• _Set exercise 1_
According to the release announcement, which function outputs the coefficient covariance matrix?
----- Passage shown -----
I am proud to announce Release 5.1 of the Real Statistics Resource Pack, which is loaded with a lot of new features. The new release is now available for free download at Download Resource Pack for Excel 2013 and 2016 (Windows version) environments. The resource pack for Excel 2007 and 2010 environments will be available within the next 24 hours.

The example files Examples Workbook Part 1A, Examples Workbook Part 1B, Examples Workbook Part 2 and Multivariate Examples been updated for compatibility with Release 5.1.

The Real Statistics website will be updated over the course of the next several days to reflect the new capabilities in Release 5.1.

Also thanks to all of you who have given donations to help sustain the Real Statistics project. This is most appreciated as are the countless number of people who have identified errors and who have made suggestions to improve the software and website.

The following is a summary of the new features in Release 5.1.

**Poisson Regression**

A new** Poisson Regression** data analysis tool has been added that performs regression where the dependent variable contains count data.

Supporting this new tool are the following new functions: **PoissonCoeff** to calculate the regression coefficients and standard errors, **PoissonCov** to output the coefficient covariance matrix, and **PoissonPred**, **PoissonPredC** and **PoissonPredCC** to make predictions based on a Poisson regression model.
-----
• _Set exercise 2_
List every line of the rows below that contains the word "leather".
----- Provided records -----
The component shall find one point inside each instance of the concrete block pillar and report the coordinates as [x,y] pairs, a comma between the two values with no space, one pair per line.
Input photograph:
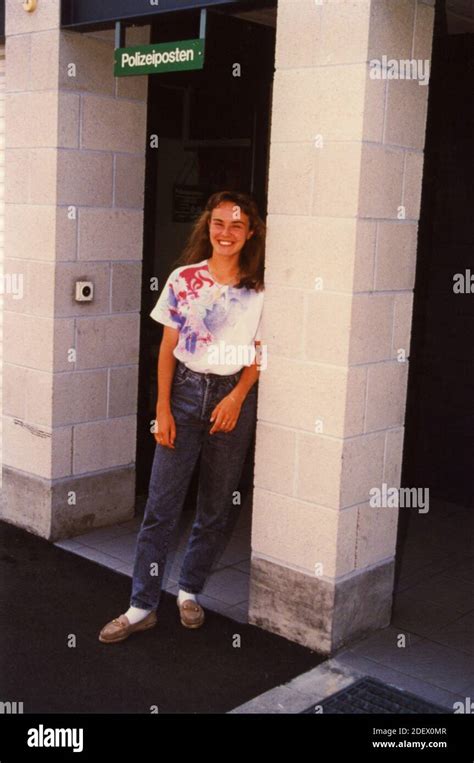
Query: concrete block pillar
[75,162]
[344,199]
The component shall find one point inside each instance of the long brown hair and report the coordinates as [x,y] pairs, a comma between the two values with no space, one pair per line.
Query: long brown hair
[251,260]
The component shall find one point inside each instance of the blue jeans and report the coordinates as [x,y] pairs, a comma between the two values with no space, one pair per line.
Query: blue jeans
[193,397]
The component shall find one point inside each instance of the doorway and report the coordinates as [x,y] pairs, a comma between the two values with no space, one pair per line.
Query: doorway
[208,130]
[434,592]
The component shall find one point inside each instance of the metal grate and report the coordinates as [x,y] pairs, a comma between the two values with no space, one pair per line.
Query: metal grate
[368,695]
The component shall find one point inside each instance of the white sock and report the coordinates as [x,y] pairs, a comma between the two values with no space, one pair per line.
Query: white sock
[183,595]
[135,614]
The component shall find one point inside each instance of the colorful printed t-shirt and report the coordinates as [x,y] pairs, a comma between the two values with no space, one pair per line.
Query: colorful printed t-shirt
[218,324]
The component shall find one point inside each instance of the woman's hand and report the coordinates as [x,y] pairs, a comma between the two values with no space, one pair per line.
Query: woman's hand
[166,427]
[226,414]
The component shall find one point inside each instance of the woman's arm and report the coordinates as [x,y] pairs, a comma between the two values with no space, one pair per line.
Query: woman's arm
[226,413]
[166,430]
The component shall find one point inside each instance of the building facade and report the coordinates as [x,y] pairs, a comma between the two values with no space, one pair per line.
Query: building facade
[343,188]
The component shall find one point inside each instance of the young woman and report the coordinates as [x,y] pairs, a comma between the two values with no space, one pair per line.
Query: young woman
[208,370]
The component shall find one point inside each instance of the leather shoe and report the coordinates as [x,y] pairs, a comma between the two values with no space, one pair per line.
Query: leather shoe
[120,627]
[191,613]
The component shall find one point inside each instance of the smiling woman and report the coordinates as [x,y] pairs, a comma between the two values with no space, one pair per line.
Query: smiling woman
[207,402]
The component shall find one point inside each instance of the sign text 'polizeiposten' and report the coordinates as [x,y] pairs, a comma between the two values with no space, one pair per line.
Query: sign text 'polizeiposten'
[162,57]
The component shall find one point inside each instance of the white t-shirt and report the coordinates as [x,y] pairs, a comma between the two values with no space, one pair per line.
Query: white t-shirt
[218,324]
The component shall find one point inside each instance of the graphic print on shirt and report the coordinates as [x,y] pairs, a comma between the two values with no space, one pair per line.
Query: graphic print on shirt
[207,313]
-----
• _Task response 1_
PoissonCov

• _Task response 2_
The component shall find one point inside each instance of the leather shoe and report the coordinates as [x,y] pairs, a comma between the two values with no space, one pair per line.
Query: leather shoe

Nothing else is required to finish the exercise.